Electrical Field of Love
Harriet Tubman and Georgia Anne Muldrow
Pi
27 March 2026
The trio of Brandon Ross (electric guitar, banjo, soprano guitar), Melvin Gibbs (electric bass), and J.T. Lewis (drums) is named for the abolitionist Harriet Tubman. Their five albums across two decades (1998-2018) have always suggested freedom—they were largely improvised in the studio—but also the rock-solid grounding of Black American music: jazz, rock, funk, wherever they take you. It’s not quite a jazz band and utterly a jazz band: the kind that Miles Davis put together in the 1970s.
The musicians’ credits cover a lot of ground. Ross is equally associated with Henry Threadgill, Cassandra Wilson, Oliver Lake, and MeShell Ndegeocello. Gibbs is famous for playing rock with Henry Rollins and Arto Lindsay but also jazz with Ronald Shannon Jackson’s Decoding Society, John Zorn, and Sonny Sharrock. Lewis has played with Herbie Hancock, Sting, Don Pullen, and Lou Reed. Together, they have a clear yet wide sound; harsh and beautiful, grooving and free, songfully organized yet utterly improvized.

Named-object pointing records:
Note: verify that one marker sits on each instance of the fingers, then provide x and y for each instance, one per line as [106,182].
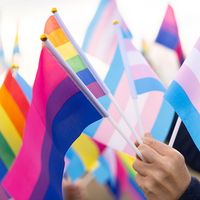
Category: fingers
[149,154]
[159,147]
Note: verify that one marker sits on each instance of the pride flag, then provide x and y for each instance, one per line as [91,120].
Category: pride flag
[184,93]
[58,114]
[13,111]
[65,47]
[168,34]
[156,114]
[100,39]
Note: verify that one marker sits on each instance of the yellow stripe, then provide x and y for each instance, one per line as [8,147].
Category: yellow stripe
[9,132]
[87,150]
[58,37]
[67,50]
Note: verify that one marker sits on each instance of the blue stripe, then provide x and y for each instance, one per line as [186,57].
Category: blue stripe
[94,23]
[163,122]
[112,80]
[24,86]
[167,39]
[86,76]
[177,97]
[3,169]
[148,84]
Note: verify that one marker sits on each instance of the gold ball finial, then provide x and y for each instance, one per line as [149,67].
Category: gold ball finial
[54,10]
[43,37]
[115,22]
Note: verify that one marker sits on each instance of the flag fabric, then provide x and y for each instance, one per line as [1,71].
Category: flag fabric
[16,51]
[58,114]
[65,47]
[101,29]
[14,107]
[153,111]
[184,93]
[168,34]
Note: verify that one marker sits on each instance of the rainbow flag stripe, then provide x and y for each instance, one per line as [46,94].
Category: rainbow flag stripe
[58,113]
[67,50]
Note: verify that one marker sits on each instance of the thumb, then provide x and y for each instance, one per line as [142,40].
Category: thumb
[159,147]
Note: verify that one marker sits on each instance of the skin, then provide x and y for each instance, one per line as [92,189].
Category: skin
[163,175]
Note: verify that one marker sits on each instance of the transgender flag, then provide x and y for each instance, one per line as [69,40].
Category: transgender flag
[100,40]
[168,34]
[58,114]
[184,93]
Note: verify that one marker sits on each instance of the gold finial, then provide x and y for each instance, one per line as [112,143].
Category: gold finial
[115,22]
[54,10]
[43,37]
[15,66]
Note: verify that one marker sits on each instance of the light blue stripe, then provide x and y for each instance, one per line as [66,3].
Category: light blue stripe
[163,122]
[148,84]
[94,23]
[24,86]
[177,97]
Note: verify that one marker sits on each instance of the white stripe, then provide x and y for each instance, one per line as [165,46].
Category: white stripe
[193,62]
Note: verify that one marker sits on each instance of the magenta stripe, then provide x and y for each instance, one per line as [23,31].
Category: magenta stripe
[141,71]
[197,45]
[190,84]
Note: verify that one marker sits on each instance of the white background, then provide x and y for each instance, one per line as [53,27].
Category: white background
[142,16]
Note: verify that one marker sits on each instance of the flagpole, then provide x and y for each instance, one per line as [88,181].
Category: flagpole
[175,132]
[91,69]
[88,94]
[128,73]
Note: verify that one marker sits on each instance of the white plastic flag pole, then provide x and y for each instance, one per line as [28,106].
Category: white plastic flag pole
[78,82]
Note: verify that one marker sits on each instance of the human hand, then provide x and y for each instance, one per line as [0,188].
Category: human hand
[163,175]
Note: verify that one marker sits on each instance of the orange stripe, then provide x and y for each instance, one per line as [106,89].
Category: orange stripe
[17,93]
[51,25]
[11,108]
[57,37]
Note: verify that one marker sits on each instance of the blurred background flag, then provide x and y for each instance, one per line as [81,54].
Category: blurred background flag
[168,34]
[100,40]
[14,107]
[58,114]
[184,93]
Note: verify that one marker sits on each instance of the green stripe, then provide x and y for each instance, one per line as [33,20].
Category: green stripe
[6,154]
[76,63]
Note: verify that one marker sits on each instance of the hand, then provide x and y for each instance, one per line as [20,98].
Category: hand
[163,175]
[73,191]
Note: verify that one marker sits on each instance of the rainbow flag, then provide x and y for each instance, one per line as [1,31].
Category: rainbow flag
[101,29]
[70,54]
[3,194]
[3,65]
[13,111]
[184,93]
[58,114]
[168,34]
[154,112]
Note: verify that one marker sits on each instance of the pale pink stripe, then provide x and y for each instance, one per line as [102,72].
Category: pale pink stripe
[27,161]
[197,45]
[102,26]
[190,84]
[141,71]
[151,110]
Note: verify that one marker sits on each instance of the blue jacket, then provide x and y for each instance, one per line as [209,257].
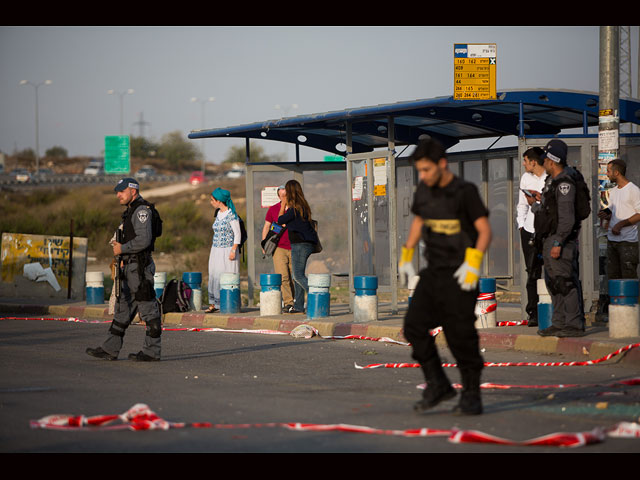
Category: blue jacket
[299,229]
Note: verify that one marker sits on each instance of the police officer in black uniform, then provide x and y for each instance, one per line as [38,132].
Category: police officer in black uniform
[453,222]
[557,227]
[137,293]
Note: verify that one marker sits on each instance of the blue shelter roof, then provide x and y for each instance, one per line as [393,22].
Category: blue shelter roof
[519,113]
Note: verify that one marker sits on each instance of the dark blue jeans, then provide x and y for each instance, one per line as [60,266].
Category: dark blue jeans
[300,253]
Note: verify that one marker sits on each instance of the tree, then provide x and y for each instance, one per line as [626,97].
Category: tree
[143,147]
[179,152]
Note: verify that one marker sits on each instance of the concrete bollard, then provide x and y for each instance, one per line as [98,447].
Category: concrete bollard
[194,280]
[411,285]
[229,293]
[270,294]
[159,282]
[319,297]
[545,306]
[95,288]
[486,304]
[365,307]
[624,318]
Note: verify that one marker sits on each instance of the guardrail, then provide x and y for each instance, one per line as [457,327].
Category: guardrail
[78,179]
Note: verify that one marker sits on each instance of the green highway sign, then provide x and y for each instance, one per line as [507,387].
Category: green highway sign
[117,154]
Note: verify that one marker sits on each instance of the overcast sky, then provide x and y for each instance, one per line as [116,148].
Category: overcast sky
[249,70]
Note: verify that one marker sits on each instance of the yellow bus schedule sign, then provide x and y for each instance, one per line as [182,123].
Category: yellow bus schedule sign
[474,71]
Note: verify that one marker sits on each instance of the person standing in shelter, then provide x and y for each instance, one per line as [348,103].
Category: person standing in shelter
[138,268]
[295,213]
[557,225]
[531,183]
[623,215]
[224,255]
[282,255]
[451,218]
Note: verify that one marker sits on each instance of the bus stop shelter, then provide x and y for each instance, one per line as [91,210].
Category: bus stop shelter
[360,184]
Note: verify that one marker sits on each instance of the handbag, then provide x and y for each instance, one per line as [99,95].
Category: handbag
[318,246]
[271,240]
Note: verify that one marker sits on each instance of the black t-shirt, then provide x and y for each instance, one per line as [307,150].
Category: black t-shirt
[448,214]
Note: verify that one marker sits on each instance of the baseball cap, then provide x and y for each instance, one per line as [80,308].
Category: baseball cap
[126,183]
[556,150]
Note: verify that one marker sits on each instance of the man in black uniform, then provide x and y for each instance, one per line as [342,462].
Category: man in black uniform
[137,293]
[454,224]
[557,225]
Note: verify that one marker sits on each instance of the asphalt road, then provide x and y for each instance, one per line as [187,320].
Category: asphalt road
[246,380]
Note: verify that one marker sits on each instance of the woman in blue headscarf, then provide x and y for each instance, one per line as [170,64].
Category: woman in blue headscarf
[223,257]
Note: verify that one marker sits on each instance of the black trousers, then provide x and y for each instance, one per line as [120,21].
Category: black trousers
[439,301]
[533,265]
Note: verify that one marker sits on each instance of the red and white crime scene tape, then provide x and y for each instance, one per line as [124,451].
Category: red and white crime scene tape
[513,364]
[141,417]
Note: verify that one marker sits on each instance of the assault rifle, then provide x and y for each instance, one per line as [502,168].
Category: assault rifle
[117,281]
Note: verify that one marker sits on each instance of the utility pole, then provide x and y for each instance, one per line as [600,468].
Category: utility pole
[141,123]
[608,137]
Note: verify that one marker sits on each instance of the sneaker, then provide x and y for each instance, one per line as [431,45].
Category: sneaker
[433,396]
[99,353]
[470,404]
[571,332]
[142,357]
[549,331]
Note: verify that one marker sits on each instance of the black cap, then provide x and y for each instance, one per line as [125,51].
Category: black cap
[126,183]
[556,150]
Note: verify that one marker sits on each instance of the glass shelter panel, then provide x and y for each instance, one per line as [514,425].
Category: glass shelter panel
[363,263]
[264,181]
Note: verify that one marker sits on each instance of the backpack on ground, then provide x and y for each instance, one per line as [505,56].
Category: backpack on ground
[175,297]
[243,232]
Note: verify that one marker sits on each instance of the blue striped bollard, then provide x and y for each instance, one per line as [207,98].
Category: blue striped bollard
[95,288]
[486,304]
[545,306]
[194,280]
[229,293]
[270,294]
[624,320]
[159,282]
[365,308]
[319,297]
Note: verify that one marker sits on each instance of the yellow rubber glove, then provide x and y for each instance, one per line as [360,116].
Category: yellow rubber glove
[468,273]
[405,266]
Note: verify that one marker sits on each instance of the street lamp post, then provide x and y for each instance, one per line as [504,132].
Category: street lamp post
[121,95]
[36,86]
[202,103]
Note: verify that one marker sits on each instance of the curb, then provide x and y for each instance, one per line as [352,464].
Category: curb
[530,342]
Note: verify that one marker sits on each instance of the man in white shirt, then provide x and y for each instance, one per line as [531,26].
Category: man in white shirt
[623,215]
[532,180]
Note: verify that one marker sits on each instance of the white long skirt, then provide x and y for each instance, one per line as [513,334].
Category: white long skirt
[219,263]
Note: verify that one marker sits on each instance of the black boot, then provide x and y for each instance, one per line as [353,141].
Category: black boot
[470,401]
[438,388]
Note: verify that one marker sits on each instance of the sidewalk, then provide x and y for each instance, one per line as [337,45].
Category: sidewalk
[595,345]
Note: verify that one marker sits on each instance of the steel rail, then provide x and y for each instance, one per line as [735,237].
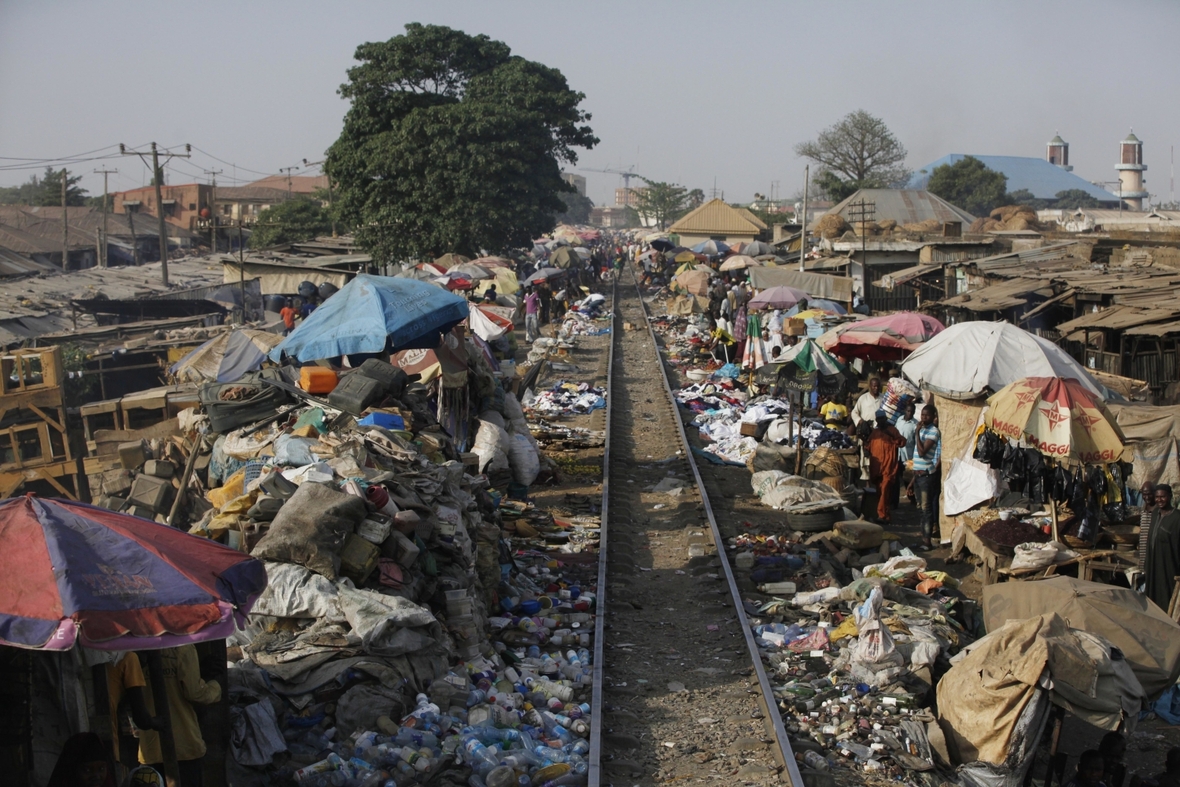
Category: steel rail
[768,699]
[594,774]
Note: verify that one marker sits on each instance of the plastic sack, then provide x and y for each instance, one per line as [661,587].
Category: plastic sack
[874,644]
[897,568]
[814,641]
[490,446]
[524,460]
[295,591]
[386,624]
[294,452]
[823,596]
[1035,556]
[310,529]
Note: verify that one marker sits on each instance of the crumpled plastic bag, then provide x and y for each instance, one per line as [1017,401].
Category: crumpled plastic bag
[1034,556]
[874,644]
[814,641]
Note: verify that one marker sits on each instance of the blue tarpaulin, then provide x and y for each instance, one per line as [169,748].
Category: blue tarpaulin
[375,314]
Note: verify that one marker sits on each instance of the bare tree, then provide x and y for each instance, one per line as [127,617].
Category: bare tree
[860,151]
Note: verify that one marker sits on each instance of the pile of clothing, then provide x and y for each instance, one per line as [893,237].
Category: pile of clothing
[566,399]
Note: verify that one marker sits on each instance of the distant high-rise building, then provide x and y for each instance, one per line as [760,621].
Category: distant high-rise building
[576,181]
[1057,152]
[1131,171]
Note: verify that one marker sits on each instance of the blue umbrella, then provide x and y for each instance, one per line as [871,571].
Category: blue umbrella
[819,303]
[374,314]
[710,248]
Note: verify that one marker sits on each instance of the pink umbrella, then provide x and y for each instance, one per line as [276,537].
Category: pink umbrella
[777,297]
[887,338]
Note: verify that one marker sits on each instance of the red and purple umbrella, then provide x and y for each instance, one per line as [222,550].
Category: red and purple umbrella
[71,572]
[887,338]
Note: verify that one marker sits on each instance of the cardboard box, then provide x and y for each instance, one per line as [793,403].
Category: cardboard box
[132,456]
[159,469]
[152,493]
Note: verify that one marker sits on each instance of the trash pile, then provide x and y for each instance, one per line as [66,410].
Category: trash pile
[418,624]
[566,399]
[587,317]
[853,637]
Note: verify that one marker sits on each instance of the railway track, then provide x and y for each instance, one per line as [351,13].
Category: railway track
[680,692]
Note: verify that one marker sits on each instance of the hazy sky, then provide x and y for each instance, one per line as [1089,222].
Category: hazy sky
[695,92]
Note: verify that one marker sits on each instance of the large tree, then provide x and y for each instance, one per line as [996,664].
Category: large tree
[452,144]
[577,209]
[858,152]
[290,222]
[660,203]
[45,190]
[969,184]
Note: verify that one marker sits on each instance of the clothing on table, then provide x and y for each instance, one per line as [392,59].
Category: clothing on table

▶ EXERCISE TASK:
Retype the passage of the album review between "Electrical Field of" and "in the 1970s.", inclusive. The records are not required for this work.

▶ FINISHED ANSWER:
Electrical Field of Love
Harriet Tubman and Georgia Anne Muldrow
Pi
27 March 2026
The trio of Brandon Ross (electric guitar, banjo, soprano guitar), Melvin Gibbs (electric bass), and J.T. Lewis (drums) is named for the abolitionist Harriet Tubman. Their five albums across two decades (1998-2018) have always suggested freedom—they were largely improvised in the studio—but also the rock-solid grounding of Black American music: jazz, rock, funk, wherever they take you. It’s not quite a jazz band and utterly a jazz band: the kind that Miles Davis put together in the 1970s.